- **Page text**:
========================

OK so I started reading the original attachment but had to stop because it was arse. The whole basis of his argument is that there is no historical reference to Jesus because the Bible is not a historical document. But it is. It is one off the most authenticated collection of books around. And yet he starts talking about another Rabbi and claims there is not a lot of evidence for him yet still considers him real. So we have an historical viable document of Jesus, then we have word of mouth, there can be traced back a line of people from the disciples; disciples disciples as it were.

 

If someone claims to have known Jesus wouldn't Occam's razor suggest that they had? Why lie about it? What would they have got out of it?

========================

- **Stored rows**:

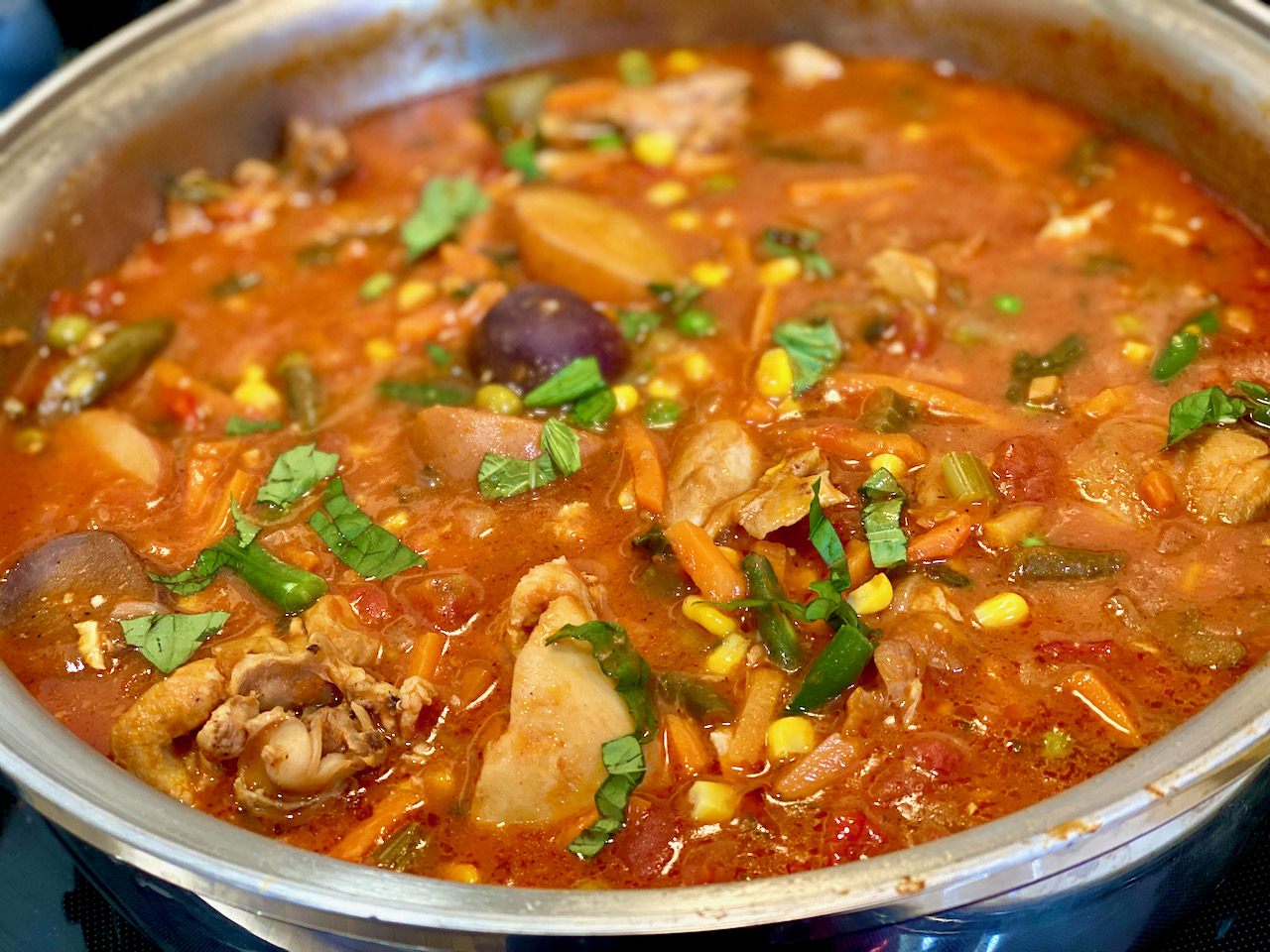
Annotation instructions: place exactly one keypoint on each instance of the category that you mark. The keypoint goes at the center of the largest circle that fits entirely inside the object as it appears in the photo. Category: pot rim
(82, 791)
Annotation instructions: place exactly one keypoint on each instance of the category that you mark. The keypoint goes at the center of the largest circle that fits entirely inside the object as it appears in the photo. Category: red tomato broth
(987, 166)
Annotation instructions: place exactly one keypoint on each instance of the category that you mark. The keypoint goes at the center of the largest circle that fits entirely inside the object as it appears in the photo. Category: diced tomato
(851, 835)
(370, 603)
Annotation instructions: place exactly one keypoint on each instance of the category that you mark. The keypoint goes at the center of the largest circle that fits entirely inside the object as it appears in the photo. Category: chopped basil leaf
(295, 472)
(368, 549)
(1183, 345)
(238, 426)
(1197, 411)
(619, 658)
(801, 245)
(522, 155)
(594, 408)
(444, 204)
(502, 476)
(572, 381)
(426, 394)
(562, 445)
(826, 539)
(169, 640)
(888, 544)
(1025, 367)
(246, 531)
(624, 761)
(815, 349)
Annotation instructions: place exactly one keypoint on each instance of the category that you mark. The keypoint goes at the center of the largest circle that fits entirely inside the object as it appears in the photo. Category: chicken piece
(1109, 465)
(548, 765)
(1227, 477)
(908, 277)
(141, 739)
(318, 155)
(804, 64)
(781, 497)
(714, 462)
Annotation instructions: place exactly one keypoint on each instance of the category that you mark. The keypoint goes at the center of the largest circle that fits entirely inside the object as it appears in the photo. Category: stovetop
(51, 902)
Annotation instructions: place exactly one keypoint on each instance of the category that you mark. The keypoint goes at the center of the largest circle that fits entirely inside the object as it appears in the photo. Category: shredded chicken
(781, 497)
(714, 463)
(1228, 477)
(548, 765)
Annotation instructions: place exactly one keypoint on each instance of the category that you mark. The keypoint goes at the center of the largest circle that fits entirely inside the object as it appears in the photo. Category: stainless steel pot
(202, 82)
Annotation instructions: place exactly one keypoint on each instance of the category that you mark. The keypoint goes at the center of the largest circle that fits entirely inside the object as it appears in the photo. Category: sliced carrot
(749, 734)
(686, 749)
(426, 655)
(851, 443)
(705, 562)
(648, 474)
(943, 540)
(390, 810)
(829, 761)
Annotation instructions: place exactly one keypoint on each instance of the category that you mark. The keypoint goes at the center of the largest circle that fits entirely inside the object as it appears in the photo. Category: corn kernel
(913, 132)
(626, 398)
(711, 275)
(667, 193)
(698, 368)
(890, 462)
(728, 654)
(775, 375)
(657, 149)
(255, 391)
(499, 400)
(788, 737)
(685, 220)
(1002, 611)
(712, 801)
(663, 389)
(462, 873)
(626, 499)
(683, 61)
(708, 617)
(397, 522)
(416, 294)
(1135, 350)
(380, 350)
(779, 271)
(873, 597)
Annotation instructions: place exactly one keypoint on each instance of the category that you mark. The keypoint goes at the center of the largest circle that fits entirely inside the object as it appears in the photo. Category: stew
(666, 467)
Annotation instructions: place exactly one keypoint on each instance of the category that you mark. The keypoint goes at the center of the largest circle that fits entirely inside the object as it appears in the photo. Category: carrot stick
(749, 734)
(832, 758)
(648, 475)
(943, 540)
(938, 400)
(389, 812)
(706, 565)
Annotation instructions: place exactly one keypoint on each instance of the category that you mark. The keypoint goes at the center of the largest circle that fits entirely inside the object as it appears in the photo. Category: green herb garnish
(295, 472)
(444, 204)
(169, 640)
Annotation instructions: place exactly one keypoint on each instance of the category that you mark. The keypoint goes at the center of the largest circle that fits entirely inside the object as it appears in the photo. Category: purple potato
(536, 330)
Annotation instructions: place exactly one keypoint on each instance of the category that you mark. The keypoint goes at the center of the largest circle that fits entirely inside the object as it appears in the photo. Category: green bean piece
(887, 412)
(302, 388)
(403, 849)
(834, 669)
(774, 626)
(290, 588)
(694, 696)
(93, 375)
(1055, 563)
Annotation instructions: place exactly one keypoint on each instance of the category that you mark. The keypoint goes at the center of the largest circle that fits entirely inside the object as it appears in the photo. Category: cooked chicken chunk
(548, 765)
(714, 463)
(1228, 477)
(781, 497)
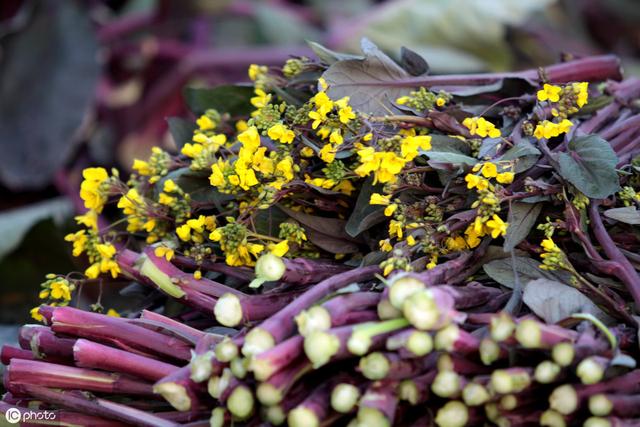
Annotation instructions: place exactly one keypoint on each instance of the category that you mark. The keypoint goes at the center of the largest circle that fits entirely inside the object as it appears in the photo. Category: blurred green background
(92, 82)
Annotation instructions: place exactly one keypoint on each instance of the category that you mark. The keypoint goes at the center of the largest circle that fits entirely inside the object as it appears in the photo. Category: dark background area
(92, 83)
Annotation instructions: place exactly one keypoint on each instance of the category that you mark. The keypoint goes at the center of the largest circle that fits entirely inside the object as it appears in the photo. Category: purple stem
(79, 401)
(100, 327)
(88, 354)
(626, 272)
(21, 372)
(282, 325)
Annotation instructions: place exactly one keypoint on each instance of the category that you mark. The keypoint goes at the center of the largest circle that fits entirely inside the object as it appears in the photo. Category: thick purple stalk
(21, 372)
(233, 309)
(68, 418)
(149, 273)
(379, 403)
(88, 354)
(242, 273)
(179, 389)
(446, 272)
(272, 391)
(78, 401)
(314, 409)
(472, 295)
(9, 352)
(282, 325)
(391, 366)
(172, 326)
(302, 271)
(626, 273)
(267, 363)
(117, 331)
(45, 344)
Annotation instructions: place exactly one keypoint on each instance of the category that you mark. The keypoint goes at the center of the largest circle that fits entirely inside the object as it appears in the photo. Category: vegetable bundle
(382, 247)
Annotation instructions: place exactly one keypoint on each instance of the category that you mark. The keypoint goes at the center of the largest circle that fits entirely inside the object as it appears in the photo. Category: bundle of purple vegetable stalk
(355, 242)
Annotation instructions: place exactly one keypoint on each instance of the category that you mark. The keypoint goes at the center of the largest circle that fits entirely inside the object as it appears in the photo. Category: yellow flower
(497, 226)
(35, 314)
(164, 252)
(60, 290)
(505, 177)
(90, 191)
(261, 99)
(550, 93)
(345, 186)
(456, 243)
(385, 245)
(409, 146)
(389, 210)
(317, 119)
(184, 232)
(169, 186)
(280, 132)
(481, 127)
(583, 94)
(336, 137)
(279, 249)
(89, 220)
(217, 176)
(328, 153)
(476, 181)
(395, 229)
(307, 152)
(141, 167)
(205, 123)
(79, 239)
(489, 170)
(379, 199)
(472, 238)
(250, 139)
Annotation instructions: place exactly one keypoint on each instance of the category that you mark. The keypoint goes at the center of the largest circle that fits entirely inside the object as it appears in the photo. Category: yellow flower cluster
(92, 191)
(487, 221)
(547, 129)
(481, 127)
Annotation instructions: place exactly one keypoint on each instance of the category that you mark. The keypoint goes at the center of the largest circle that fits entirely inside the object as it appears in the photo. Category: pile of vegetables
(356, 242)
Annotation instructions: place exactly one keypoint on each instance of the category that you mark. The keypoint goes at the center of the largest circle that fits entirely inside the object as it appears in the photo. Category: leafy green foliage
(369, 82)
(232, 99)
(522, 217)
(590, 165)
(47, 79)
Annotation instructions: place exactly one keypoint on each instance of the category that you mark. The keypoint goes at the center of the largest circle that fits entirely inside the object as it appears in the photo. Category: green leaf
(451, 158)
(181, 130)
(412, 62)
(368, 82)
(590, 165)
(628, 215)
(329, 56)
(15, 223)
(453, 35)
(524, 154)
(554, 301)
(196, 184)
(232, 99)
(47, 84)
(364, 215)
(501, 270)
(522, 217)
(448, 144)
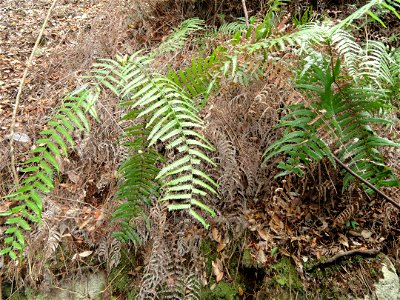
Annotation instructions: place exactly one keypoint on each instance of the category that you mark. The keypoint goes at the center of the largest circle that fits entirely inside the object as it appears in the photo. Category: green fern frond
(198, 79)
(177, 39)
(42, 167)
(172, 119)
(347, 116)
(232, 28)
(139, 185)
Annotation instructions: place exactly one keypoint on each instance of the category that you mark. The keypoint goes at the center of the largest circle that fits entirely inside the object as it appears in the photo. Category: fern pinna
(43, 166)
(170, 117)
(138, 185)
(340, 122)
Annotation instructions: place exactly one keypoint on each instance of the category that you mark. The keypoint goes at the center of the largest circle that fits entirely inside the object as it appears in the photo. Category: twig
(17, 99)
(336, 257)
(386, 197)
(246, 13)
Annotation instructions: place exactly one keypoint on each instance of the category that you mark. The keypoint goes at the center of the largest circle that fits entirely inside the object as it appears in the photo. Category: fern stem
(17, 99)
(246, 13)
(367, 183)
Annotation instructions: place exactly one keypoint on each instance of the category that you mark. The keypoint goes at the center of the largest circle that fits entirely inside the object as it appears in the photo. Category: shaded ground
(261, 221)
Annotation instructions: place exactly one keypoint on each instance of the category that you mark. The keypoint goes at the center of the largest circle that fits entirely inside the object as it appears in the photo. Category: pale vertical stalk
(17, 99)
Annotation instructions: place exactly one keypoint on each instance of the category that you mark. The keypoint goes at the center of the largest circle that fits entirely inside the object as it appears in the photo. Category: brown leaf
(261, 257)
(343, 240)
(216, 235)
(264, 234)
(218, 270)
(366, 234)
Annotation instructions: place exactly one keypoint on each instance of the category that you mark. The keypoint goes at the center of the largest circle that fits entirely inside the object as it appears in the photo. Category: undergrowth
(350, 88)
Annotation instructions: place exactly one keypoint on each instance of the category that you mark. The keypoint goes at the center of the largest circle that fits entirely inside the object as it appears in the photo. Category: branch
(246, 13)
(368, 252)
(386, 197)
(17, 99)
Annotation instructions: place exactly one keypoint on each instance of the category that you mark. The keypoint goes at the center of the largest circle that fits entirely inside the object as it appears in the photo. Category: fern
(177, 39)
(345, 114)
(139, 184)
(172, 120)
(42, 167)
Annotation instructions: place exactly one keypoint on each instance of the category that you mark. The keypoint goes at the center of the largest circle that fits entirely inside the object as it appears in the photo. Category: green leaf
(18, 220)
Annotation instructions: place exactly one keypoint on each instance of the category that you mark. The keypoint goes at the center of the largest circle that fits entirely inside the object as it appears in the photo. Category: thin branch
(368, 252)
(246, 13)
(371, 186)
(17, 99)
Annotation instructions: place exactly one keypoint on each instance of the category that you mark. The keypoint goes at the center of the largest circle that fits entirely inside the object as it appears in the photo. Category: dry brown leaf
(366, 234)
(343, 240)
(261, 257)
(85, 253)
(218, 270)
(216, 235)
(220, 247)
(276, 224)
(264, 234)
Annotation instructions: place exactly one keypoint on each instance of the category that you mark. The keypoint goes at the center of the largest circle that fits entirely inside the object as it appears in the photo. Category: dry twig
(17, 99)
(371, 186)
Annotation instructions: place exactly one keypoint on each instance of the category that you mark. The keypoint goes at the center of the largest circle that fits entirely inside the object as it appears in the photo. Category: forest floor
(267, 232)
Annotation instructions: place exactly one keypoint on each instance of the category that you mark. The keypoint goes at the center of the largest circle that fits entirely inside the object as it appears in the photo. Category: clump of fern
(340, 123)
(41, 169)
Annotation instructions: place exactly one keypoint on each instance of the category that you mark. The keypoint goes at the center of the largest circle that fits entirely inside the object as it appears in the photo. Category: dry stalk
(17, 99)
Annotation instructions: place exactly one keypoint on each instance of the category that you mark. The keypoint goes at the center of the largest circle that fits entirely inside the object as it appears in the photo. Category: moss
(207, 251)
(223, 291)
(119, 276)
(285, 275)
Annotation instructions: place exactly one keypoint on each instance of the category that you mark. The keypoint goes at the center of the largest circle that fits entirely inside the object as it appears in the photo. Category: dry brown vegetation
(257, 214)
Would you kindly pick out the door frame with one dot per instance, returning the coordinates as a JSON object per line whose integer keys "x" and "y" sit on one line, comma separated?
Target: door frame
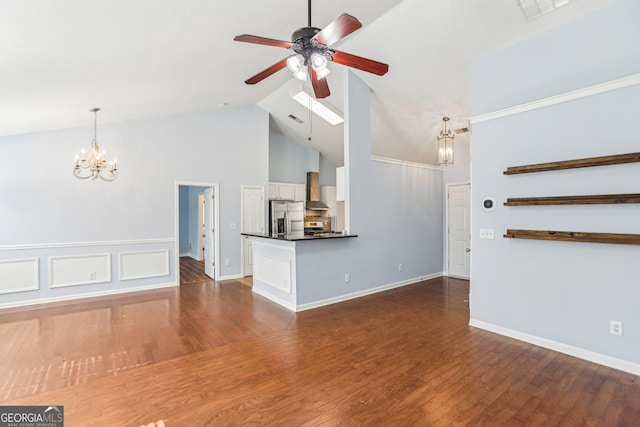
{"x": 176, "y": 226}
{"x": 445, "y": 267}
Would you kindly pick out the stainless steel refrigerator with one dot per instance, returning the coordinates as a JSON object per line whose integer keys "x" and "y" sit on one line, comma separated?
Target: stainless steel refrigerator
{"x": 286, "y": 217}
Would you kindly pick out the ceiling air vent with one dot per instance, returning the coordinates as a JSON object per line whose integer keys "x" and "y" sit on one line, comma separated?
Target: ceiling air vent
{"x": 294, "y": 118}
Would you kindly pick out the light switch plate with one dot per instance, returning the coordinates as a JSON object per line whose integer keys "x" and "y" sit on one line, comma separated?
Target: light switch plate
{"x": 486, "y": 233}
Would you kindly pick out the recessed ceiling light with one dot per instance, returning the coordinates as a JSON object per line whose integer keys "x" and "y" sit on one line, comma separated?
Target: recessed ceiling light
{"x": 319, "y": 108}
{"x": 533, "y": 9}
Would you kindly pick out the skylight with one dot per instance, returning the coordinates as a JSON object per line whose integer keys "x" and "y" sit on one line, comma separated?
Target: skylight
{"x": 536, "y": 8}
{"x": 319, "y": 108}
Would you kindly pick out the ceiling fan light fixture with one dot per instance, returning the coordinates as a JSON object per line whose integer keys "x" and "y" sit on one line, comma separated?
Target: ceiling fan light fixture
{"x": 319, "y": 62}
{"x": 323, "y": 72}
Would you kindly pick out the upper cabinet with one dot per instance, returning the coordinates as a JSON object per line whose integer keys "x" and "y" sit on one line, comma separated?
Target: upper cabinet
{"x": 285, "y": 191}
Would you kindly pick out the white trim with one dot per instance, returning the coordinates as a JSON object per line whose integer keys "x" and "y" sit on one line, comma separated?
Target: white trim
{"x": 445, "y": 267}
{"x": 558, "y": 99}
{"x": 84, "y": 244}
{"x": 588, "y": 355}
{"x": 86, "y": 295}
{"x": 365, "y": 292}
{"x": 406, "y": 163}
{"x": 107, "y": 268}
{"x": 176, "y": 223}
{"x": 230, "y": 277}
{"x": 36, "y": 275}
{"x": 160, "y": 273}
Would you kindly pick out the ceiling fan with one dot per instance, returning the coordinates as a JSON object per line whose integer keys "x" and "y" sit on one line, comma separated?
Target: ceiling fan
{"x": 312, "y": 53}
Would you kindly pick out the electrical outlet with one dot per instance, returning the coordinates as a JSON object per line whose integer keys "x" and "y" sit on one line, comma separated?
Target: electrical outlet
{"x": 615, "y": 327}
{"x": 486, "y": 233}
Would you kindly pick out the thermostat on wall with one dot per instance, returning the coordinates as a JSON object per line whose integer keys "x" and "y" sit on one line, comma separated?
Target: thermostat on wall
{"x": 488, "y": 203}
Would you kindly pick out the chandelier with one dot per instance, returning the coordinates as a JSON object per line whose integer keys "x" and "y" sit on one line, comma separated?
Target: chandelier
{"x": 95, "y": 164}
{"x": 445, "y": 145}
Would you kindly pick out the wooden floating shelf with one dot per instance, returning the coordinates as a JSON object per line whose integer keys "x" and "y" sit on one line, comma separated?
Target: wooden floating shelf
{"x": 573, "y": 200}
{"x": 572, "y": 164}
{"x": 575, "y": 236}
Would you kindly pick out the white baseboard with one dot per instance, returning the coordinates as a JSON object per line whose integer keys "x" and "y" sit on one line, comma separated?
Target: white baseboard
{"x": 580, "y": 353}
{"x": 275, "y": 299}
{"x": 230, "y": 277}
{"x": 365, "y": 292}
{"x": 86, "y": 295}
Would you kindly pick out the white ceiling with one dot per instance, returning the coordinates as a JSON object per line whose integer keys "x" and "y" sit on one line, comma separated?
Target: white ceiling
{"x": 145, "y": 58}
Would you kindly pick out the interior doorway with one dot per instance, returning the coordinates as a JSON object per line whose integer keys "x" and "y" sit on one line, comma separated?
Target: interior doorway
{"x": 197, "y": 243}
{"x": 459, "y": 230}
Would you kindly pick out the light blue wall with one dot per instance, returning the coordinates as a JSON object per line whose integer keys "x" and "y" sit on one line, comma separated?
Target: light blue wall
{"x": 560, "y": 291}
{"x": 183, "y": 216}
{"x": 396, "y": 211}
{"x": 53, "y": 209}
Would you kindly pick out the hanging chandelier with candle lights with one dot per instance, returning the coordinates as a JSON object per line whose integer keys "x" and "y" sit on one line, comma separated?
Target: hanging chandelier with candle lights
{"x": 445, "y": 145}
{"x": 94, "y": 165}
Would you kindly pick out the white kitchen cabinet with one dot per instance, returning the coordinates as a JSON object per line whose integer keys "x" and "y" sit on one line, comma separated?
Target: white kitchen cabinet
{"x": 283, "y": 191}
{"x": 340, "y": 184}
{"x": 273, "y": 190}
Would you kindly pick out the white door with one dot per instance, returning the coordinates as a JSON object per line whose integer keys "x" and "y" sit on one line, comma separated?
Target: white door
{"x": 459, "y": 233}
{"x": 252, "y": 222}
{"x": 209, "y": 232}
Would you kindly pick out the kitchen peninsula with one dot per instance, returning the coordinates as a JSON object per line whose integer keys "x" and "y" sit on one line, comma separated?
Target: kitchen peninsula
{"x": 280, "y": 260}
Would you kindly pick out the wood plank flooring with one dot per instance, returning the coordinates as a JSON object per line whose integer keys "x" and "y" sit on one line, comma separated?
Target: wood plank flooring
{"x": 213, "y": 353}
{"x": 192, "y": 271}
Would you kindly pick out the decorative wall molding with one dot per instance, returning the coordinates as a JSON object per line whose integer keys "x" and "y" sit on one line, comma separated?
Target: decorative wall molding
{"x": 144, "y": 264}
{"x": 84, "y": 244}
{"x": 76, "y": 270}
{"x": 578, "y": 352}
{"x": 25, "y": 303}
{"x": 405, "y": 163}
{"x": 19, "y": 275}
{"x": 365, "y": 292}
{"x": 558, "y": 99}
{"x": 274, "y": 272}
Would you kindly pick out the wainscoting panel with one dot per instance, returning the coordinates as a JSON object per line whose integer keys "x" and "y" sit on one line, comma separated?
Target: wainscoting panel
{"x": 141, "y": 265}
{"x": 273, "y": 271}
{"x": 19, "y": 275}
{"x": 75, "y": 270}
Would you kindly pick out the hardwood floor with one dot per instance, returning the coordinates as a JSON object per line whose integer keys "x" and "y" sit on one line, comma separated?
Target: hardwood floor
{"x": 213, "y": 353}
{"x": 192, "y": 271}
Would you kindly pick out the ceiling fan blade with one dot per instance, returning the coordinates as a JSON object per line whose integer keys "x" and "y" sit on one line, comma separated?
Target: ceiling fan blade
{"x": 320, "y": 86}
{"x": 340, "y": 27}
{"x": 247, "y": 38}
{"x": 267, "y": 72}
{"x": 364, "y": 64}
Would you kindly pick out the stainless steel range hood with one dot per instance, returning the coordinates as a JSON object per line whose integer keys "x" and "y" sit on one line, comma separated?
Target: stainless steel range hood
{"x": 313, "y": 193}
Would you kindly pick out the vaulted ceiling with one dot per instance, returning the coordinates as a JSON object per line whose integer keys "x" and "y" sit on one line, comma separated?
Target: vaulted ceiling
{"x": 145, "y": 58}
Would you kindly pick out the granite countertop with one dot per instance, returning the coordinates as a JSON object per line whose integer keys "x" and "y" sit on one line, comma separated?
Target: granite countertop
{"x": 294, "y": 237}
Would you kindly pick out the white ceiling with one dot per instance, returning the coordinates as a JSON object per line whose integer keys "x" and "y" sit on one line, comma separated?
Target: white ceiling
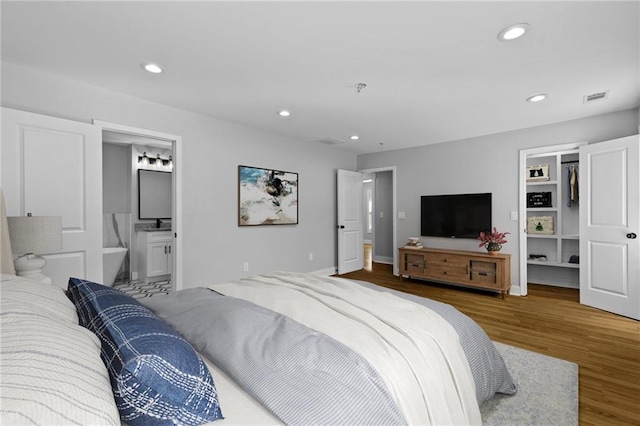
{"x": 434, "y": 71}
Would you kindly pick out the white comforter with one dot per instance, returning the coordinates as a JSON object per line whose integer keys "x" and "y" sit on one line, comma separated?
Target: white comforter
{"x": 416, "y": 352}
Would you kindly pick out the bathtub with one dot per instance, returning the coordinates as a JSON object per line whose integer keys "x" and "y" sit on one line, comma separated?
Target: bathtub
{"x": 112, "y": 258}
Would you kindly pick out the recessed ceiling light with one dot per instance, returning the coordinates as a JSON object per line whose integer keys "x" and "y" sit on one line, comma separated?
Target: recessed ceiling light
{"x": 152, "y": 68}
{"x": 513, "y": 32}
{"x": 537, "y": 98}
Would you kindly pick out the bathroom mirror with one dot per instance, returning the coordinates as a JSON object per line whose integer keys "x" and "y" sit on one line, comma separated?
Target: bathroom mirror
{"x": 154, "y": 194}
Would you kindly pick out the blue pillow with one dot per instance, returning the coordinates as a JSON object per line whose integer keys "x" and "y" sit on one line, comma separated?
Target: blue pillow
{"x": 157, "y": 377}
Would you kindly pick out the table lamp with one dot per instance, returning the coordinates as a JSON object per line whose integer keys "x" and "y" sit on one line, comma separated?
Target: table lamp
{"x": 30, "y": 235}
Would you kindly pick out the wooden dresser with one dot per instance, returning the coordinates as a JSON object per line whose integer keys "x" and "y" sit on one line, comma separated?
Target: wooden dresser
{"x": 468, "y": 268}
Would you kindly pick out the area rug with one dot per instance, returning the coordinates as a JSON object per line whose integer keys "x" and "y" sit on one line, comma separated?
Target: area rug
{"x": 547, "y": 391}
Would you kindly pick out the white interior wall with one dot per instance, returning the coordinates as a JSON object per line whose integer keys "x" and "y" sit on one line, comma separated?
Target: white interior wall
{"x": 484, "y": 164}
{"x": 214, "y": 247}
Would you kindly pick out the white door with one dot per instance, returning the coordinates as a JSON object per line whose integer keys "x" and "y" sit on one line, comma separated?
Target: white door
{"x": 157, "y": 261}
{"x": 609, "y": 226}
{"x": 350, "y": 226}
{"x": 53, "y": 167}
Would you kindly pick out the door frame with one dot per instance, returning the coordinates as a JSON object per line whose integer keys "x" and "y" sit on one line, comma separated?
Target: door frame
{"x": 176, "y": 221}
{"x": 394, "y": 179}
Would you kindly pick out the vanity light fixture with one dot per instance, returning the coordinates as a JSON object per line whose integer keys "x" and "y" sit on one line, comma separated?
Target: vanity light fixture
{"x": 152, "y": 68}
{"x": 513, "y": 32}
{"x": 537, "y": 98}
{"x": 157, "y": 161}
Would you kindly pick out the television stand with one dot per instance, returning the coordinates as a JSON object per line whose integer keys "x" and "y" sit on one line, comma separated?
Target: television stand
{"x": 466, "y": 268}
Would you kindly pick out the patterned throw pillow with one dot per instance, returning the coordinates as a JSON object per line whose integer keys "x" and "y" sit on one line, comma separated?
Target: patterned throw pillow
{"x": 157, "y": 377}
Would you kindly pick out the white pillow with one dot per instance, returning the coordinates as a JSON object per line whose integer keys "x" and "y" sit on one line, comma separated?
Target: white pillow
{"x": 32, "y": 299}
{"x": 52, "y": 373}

========================

- **Brief**: Copy everything from "OK so I started" down to "as it were." in the passage on the historical Jesus above, changing "Rabbi" to "teacher".

- **Complete response**:
OK so I started reading the original attachment but had to stop because it was arse. The whole basis of his argument is that there is no historical reference to Jesus because the Bible is not a historical document. But it is. It is one off the most authenticated collection of books around. And yet he starts talking about another teacher and claims there is not a lot of evidence for him yet still considers him real. So we have an historical viable document of Jesus, then we have word of mouth, there can be traced back a line of people from the disciples; disciples disciples as it were.